» **TASK INSTRUCTIONS**
**A)** According to the excerpt on bank loan commitments, why should banks reinforce their internal control system? Please answer in one to three sentences.
**B)** From the excerpt on bank loan commitments, return the passage from "2. Tighten controls" up to and including "as Leverage Ratio.".
**C)** Translate this sentence from the excerpt on bank loan commitments into Spanish: "Tighten controls on account movements to prevent abuse."
[Opening DOCUMENT EXCERPT section]
Banks may face difficult decisions in weighing the financial viability of certain loan commitments (to avoid over-indebtedness) against long-term qualitative benefits such as customer loyalty. The taxpayers who guarantee the loans expect banks to prevent abuse of the facilities but still to save jobs:

  1. Reinforce the internal control system to prevent compliance issues and potential legal liability for lack of credit due diligence.
Credit payment

Loans are granted as fixed advance or overdraft facilities:

  1. Adjust upper execution limits in the banking systems.
  2. Tighten controls on account movements to prevent abuse.

2. Loan book review and case-by-case assessment of the counterparties’ business models to remain viable

Compliance and financial crime

KYC, AML and general compliance risks may increase significantly:

  1. Review and reinforce over-strained internal control systems.
  2. Prepare to return into ordinary regulatory parameters after the temporary easing of banking regulations such as Leverage Ratio.
[Closing DOCUMENT EXCERPT section]
[Opening RECORDS SUPPLIED section]
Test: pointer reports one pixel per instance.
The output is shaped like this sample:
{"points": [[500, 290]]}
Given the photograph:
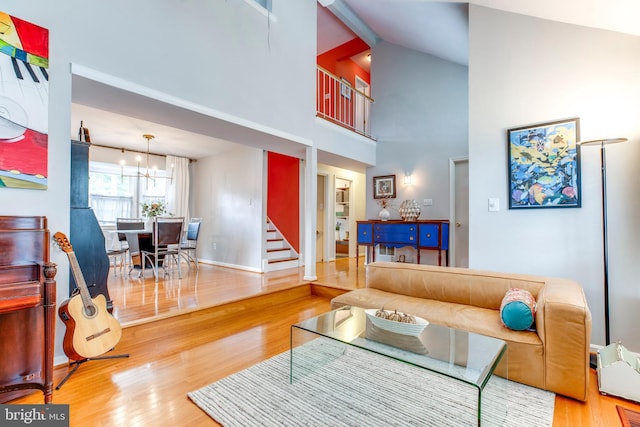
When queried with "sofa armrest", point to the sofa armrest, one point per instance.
{"points": [[563, 321]]}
[Closing RECORDS SUPPLIED section]
» **ANSWERS TO THE EXERCISE**
**A)** Banks should reinforce their internal control system to prevent compliance issues and potential legal liability for lack of credit due diligence.

**B)**
2. Tighten controls on account movements to prevent abuse.

2. Loan book review and case-by-case assessment of the counterparties’ business models to remain viable

Compliance and financial crime

KYC, AML and general compliance risks may increase significantly:

  1. Review and reinforce over-strained internal control systems.
  2. Prepare to return into ordinary regulatory parameters after the temporary easing of banking regulations such as Leverage Ratio.

**C)** Endurecer los controles sobre los movimientos de las cuentas para prevenir abusos.